● **Material**:
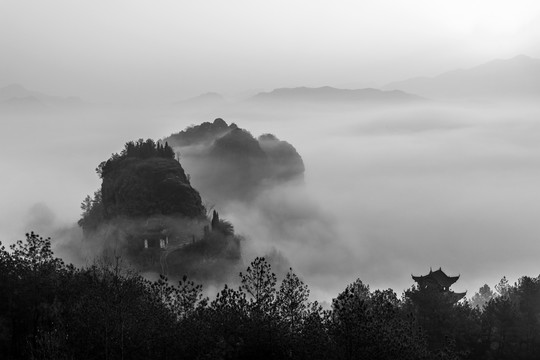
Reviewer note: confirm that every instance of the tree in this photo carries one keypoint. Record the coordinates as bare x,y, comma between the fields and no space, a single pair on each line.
482,297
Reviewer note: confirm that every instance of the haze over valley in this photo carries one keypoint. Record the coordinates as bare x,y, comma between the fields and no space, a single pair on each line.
418,148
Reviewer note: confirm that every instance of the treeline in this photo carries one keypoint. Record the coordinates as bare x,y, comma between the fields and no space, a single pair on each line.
51,310
142,149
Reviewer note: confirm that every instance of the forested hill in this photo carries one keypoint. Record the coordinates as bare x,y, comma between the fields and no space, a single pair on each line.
142,180
227,163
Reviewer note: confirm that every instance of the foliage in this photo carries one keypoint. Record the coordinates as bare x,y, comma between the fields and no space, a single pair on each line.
51,310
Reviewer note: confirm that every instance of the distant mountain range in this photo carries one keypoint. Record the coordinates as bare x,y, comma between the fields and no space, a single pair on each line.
330,95
518,77
16,96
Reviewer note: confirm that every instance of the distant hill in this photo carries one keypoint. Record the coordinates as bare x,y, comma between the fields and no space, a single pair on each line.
518,77
16,96
330,95
227,163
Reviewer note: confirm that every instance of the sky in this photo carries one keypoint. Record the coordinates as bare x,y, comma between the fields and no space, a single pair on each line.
159,51
396,190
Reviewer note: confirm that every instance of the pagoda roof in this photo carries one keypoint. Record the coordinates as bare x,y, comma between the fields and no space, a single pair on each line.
437,276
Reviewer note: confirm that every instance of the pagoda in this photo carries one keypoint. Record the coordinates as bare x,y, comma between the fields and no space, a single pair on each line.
438,280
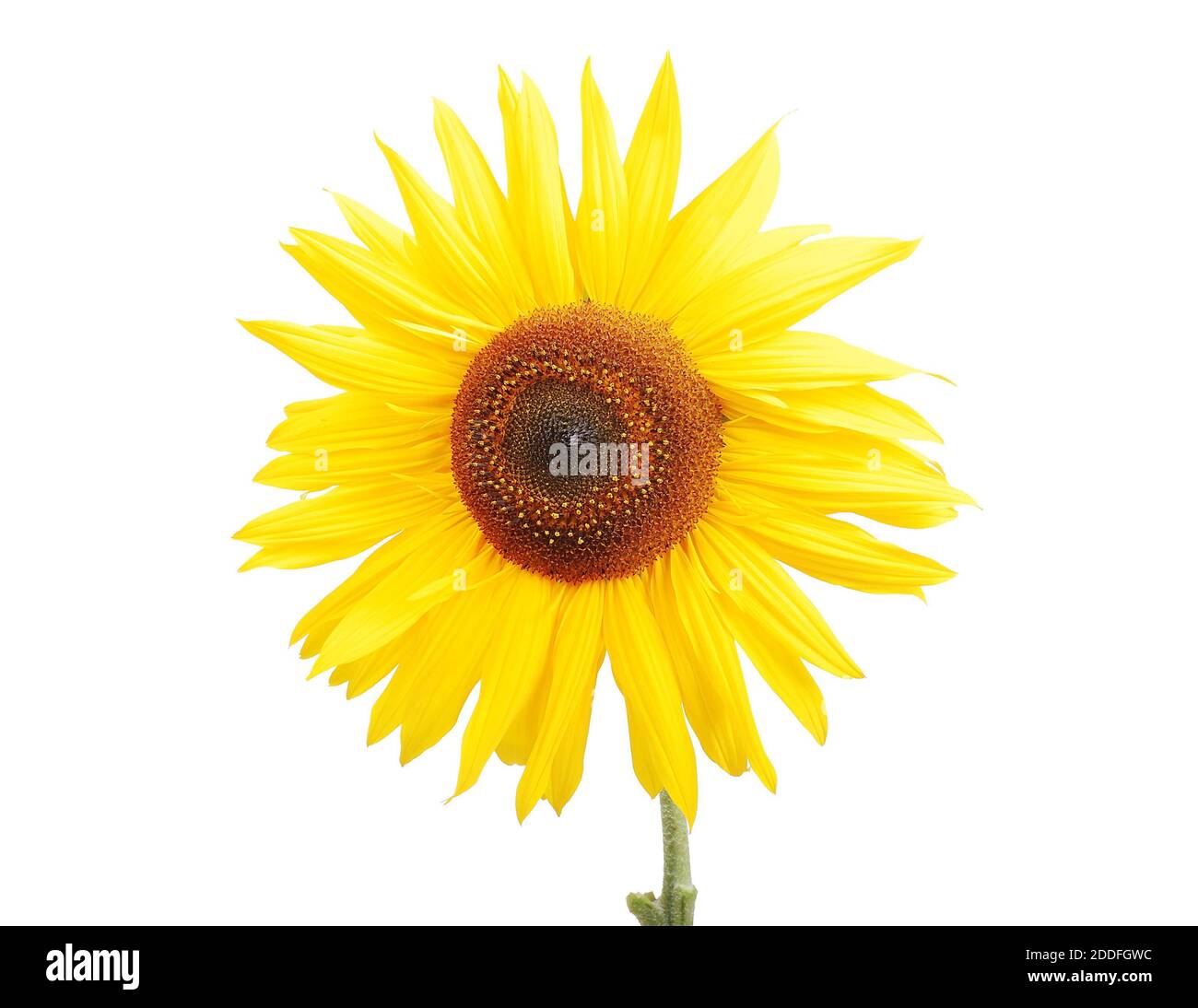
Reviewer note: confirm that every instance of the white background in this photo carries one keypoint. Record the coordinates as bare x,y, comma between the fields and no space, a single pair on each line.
1023,750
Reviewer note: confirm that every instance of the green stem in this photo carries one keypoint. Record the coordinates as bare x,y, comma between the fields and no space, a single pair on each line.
675,905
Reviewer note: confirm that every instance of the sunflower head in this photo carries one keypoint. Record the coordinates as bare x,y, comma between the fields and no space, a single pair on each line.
571,431
585,442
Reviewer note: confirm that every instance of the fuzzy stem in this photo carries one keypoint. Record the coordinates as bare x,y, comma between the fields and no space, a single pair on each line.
675,905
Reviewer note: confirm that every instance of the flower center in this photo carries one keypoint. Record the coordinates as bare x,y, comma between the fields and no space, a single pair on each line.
583,442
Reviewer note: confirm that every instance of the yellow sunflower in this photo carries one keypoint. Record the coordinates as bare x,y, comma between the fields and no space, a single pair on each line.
576,432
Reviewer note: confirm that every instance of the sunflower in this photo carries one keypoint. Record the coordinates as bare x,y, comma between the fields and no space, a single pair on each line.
702,443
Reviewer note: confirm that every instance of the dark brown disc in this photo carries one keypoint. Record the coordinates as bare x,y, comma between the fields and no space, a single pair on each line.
552,383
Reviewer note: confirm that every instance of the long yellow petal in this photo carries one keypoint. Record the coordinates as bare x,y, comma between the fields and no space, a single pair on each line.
511,671
380,292
603,217
771,293
451,254
447,556
708,667
651,171
534,192
793,362
482,206
774,652
350,420
354,359
574,662
441,668
663,756
344,521
831,550
857,408
762,589
711,230
834,472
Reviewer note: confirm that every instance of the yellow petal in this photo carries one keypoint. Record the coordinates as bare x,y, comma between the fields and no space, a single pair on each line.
603,218
446,556
767,594
351,420
378,234
834,472
511,672
482,206
857,408
574,662
344,521
831,550
354,359
774,652
708,668
792,362
453,257
534,192
663,756
711,230
651,171
380,292
771,293
440,669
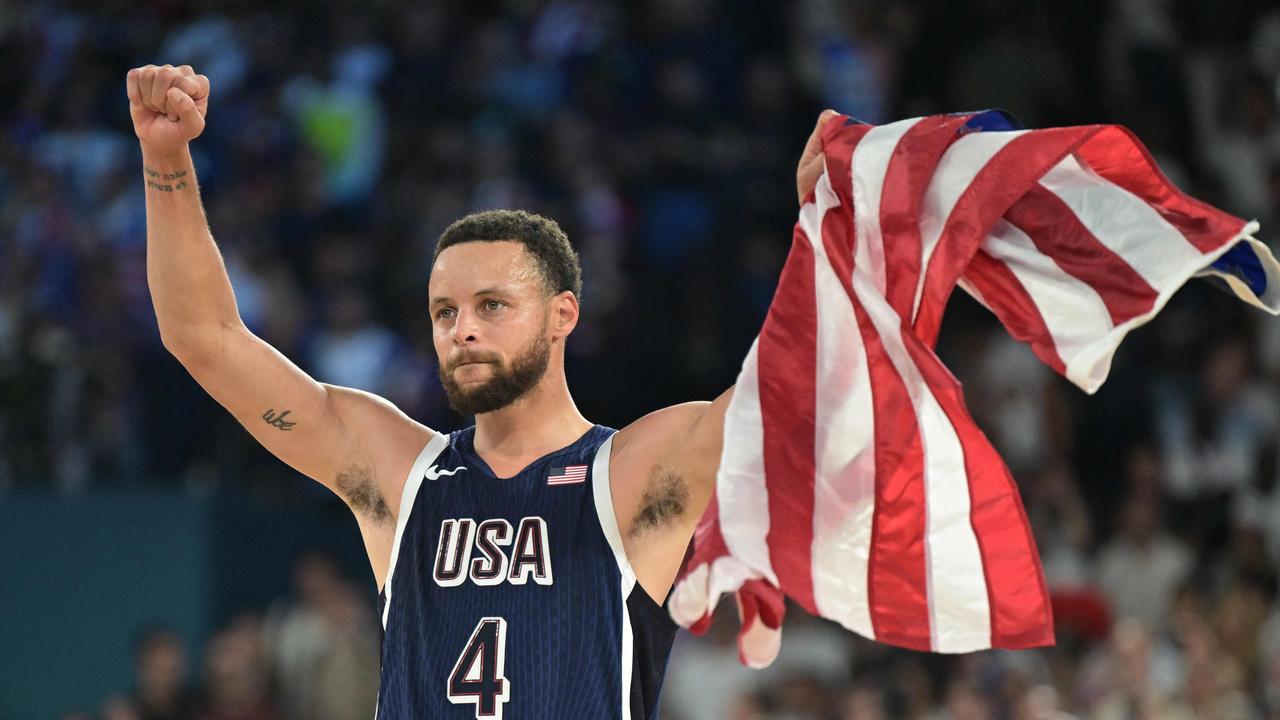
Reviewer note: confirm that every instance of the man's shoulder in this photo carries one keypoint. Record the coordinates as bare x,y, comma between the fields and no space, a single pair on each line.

● **Task to carry out**: Turn the lines of the listing into a numbered list, skipping any blank lines, starting with the line that contains "Reviewer note: confirm that every instance of the long" and going on through the end of the listing. Leave the pictures out of the answer.

● **Correct response**:
1. Reviewer note: confirm that every instance of the long yellow petal in this photo carries one keypoint. Record the coordinates as bare x,y, comma between the fields and no space, a single pair on each line.
2. 511,671
3. 380,292
4. 603,217
5. 771,293
6. 451,254
7. 447,556
8. 708,667
9. 651,171
10. 534,192
11. 793,362
12. 482,206
13. 774,652
14. 350,420
15. 354,359
16. 574,662
17. 441,668
18. 663,756
19. 344,521
20. 831,550
21. 857,408
22. 762,589
23. 711,230
24. 834,472
25. Reviewer note: confirm that every instance of the yellow petal in this photo carries one keypoint. Record the coordinates as bare x,y, comma between the fields and no space, a single pair on each line.
26. 603,218
27. 446,556
28. 767,594
29. 351,420
30. 378,234
31. 834,472
32. 511,672
33. 482,206
34. 857,408
35. 574,662
36. 344,521
37. 831,550
38. 354,359
39. 774,652
40. 708,668
41. 792,362
42. 453,257
43. 534,192
44. 663,756
45. 711,230
46. 651,171
47. 380,292
48. 771,293
49. 440,669
50. Reviewer note: confirm that every instance of the man's shoulder in this photo carries one keypoint. Record the coordinates as bare x,y, comma between the fields and no space, a single pair on each line.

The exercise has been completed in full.